The answer should be every line below, repeated exactly, with the images left out.

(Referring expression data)
★ ★ ★

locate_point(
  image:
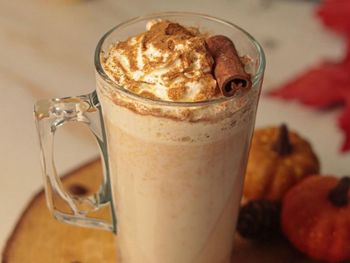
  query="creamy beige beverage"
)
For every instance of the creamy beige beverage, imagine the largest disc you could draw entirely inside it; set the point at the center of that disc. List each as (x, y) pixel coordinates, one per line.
(177, 170)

★ ★ ★

● RESULT
locate_point(
  image:
  query="creamy beige beverage"
)
For every instance of the creamy beige beverage, imagine the largest disc you could draw entirely inside it; set the point at the center of that disc. List each as (x, y) pixel coordinates, one per line.
(177, 170)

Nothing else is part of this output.